**Exercise tasks:**
(A) In the grant summary, how long does the new DNA sequencing technology take to sequence a tumor genome?
(B) Translate this sentence from the grant summary into Spanish: "These may one day be used to guide cancer therapy."

**Page text:**
Statistical Methods For Identifying Structural Variation In Tumour Genomes Using Next Generation Sequencing
Funder
National Health and Medical Research Council
Funding Amount
$243,458.00
Summary
New DNA sequencing technology can sequence a tumour genome affordably in 2 weeks. This re-sequencing data can be used to find small mutations and large-scale chromosomal rearrangements that together are the drivers of cancer. These may one day be used to guide cancer therapy. This project will develop new algorithms for finding mutations and apply these to discover the genetic basis of drug resistance in a model lymphoma system.

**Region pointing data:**
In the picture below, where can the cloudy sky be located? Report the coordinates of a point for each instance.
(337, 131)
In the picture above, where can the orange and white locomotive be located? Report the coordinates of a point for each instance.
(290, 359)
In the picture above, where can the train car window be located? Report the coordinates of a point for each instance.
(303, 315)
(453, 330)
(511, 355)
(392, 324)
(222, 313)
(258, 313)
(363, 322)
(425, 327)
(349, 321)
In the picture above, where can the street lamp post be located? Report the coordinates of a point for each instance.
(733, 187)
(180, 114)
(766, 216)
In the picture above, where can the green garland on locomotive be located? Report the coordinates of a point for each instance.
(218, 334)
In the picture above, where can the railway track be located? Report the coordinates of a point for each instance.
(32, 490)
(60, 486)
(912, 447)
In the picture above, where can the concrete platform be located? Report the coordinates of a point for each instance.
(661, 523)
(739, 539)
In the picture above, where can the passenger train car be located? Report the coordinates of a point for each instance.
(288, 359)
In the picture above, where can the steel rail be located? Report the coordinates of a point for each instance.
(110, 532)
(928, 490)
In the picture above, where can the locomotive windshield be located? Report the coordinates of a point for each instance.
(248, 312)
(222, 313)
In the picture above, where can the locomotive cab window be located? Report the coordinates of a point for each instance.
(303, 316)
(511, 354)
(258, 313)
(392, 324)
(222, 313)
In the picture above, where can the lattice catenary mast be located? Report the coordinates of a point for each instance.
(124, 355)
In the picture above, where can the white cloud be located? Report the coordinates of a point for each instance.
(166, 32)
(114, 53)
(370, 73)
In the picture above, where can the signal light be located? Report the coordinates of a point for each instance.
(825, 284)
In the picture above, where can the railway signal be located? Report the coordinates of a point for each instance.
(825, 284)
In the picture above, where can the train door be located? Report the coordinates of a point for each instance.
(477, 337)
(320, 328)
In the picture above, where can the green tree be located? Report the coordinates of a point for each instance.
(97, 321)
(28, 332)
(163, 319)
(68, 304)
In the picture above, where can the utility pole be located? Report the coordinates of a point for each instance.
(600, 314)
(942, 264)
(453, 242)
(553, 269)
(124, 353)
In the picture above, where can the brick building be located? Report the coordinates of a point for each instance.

**Expected responses:**
(A) 2 weeks

(B) Algún día podrían utilizarse para orientar la terapia contra el cáncer.